*Exercise goal*. Report each line in the records below that contains the string "mast", copying every such line in full.

*Input records*.
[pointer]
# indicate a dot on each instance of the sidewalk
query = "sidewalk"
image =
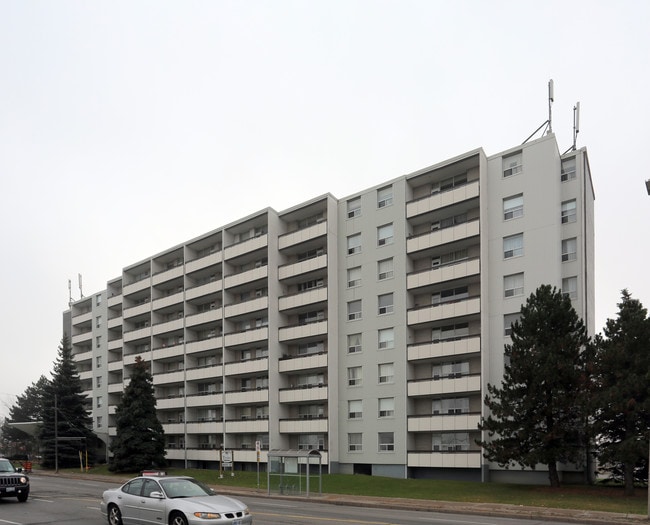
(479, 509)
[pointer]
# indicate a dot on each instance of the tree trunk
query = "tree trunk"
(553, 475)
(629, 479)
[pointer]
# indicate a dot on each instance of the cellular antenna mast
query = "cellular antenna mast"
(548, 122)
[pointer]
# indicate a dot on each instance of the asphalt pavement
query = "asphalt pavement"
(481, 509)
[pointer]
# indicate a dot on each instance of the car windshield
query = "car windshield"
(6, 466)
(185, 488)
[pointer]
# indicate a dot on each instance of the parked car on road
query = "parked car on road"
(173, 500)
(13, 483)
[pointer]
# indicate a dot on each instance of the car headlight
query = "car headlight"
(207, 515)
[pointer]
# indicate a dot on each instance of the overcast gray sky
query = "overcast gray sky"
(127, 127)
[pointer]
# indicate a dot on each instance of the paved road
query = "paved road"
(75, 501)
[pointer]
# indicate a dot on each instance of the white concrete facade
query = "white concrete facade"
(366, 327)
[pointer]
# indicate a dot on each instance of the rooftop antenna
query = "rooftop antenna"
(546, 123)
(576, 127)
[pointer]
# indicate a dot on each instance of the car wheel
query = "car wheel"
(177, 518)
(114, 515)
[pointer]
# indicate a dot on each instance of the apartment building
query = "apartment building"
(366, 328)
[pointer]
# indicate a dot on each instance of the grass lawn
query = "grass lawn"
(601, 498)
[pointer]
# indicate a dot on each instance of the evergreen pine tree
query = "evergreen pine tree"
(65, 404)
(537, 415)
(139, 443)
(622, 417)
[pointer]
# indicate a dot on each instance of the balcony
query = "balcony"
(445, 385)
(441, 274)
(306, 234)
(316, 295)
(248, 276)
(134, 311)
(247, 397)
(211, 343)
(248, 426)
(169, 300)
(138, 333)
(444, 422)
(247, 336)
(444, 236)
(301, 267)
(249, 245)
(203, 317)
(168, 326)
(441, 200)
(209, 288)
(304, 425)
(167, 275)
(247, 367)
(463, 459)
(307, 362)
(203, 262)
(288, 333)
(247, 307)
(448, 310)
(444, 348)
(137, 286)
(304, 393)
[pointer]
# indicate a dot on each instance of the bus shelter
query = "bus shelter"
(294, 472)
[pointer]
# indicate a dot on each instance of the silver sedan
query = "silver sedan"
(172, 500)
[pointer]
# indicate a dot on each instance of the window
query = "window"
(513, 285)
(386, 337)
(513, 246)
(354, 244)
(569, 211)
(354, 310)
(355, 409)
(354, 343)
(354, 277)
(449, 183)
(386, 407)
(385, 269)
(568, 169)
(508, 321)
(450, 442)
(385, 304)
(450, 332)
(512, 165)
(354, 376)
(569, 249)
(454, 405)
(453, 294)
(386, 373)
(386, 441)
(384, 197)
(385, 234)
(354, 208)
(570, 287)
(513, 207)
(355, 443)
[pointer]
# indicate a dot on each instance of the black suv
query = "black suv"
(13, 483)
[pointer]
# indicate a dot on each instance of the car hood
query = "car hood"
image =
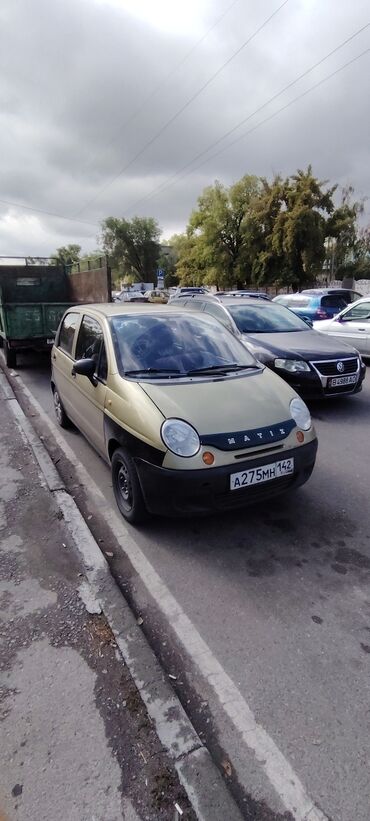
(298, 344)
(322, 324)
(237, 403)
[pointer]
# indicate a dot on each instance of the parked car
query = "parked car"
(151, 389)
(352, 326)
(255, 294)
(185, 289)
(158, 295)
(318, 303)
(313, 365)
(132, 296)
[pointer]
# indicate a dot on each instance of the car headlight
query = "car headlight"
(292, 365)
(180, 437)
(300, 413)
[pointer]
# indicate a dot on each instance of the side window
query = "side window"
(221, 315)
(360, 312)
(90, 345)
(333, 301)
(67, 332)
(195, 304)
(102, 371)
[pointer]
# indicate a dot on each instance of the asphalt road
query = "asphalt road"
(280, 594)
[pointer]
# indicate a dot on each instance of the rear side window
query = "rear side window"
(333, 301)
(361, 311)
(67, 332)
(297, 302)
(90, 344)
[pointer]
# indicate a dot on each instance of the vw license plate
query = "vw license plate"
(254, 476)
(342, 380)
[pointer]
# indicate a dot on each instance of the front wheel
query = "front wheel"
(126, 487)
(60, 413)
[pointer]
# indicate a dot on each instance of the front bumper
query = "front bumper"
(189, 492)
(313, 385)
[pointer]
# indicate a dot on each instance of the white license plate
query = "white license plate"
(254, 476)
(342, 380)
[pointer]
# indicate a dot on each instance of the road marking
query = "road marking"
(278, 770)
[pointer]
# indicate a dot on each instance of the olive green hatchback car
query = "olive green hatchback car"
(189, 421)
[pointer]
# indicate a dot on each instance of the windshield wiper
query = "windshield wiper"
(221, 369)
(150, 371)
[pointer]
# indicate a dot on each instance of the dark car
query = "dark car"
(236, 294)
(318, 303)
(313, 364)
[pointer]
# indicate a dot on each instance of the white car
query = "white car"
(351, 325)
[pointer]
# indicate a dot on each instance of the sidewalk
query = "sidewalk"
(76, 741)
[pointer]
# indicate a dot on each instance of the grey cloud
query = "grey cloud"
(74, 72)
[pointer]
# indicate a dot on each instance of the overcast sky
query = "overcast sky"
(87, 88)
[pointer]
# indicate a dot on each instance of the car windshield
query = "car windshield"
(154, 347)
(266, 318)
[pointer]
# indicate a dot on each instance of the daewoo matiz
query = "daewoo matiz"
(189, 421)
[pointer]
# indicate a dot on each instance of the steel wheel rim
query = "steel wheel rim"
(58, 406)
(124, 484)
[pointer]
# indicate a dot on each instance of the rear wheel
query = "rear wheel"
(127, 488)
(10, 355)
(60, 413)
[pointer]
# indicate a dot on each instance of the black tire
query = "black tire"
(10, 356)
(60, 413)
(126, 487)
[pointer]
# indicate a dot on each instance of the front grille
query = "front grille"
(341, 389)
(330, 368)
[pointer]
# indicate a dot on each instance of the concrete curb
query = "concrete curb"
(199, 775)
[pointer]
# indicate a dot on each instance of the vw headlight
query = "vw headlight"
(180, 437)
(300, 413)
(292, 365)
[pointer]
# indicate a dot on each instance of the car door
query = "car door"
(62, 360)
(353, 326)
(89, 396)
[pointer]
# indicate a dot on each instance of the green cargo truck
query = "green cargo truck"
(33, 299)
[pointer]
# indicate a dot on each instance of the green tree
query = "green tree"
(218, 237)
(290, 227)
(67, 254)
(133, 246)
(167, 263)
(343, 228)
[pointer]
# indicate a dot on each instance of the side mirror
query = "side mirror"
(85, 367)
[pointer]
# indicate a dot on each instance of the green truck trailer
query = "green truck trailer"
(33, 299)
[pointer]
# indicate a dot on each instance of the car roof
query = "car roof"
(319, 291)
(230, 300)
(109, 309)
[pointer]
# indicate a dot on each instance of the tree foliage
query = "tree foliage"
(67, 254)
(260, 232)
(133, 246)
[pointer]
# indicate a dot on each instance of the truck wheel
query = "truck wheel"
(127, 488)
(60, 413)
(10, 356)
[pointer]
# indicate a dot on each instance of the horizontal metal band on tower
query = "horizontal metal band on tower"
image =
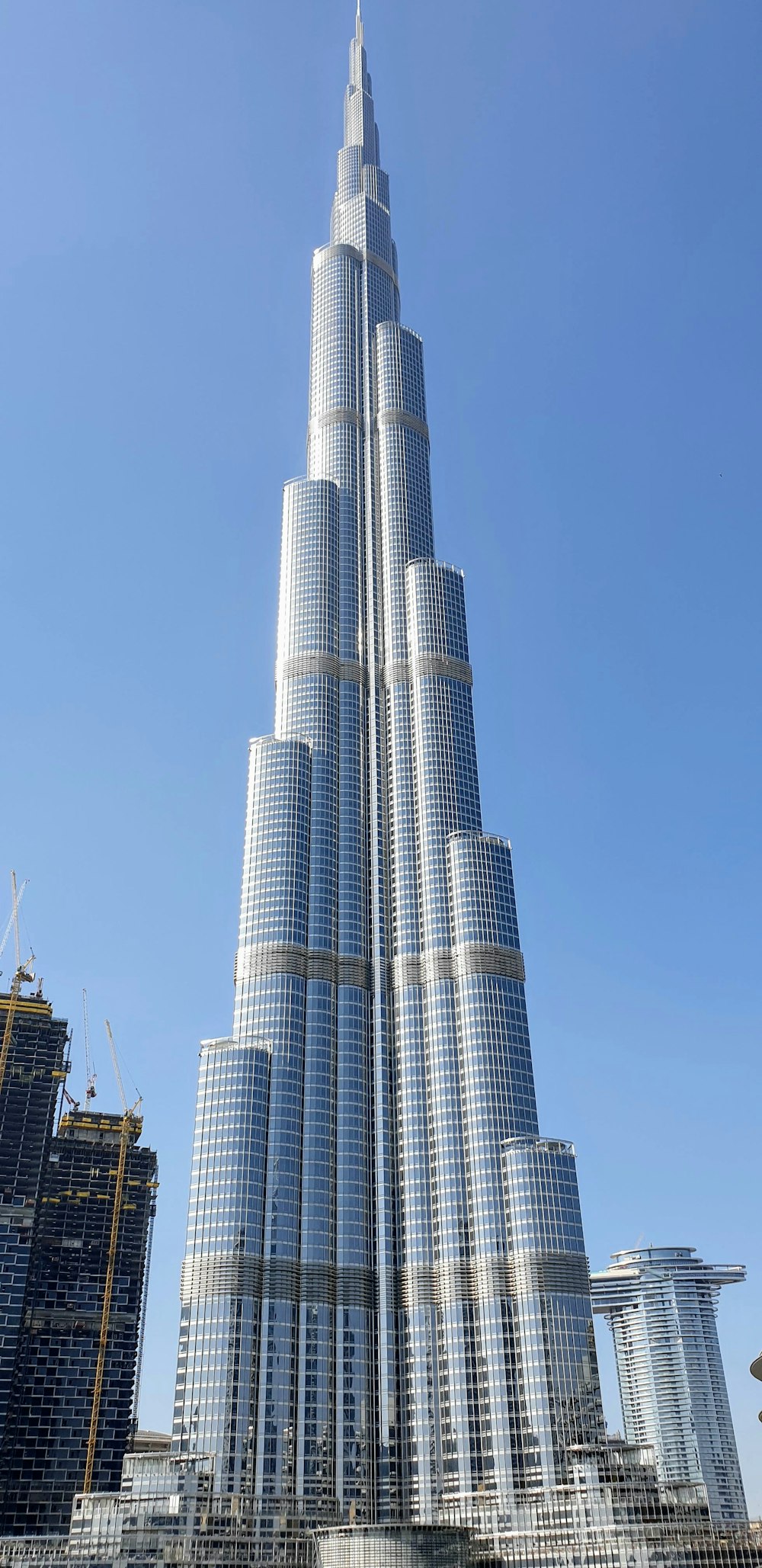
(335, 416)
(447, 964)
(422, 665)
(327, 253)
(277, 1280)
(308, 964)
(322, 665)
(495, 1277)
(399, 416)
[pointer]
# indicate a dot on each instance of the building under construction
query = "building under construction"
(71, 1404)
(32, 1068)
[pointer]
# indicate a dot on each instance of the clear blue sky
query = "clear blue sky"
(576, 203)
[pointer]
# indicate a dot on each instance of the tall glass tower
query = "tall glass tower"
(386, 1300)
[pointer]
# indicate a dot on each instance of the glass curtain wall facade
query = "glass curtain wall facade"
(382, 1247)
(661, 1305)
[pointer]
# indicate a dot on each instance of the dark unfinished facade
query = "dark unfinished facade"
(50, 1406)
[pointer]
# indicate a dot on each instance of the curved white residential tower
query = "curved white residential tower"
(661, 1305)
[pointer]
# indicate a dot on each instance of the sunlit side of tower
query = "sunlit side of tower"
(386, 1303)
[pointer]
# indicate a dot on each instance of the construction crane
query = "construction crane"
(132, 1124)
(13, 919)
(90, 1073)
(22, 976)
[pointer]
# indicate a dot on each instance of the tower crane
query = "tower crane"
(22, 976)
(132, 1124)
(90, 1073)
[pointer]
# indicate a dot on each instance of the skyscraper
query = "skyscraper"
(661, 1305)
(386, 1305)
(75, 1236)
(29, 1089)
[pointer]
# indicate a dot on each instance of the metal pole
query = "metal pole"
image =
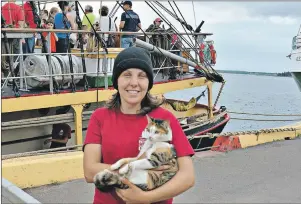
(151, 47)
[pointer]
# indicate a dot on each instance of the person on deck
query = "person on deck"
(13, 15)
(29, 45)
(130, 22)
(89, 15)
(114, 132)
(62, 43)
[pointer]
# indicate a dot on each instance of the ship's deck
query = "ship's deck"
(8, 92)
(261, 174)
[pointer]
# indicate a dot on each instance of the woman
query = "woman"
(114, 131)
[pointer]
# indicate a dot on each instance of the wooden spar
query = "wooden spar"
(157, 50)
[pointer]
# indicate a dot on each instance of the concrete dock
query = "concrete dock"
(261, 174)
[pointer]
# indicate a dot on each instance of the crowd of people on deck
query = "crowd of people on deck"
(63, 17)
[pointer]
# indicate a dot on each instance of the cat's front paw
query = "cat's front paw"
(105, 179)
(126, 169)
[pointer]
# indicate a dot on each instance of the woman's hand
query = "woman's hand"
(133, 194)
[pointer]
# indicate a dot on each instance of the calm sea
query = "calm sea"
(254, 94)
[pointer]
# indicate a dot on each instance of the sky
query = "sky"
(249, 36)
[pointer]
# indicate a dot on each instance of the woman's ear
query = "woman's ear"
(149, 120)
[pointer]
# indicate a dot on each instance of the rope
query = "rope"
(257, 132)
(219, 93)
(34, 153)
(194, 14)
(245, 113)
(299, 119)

*Exercise solution*.
# indicate a dot on each instance of the cellular antenna mast
query = "cellular antenna mast"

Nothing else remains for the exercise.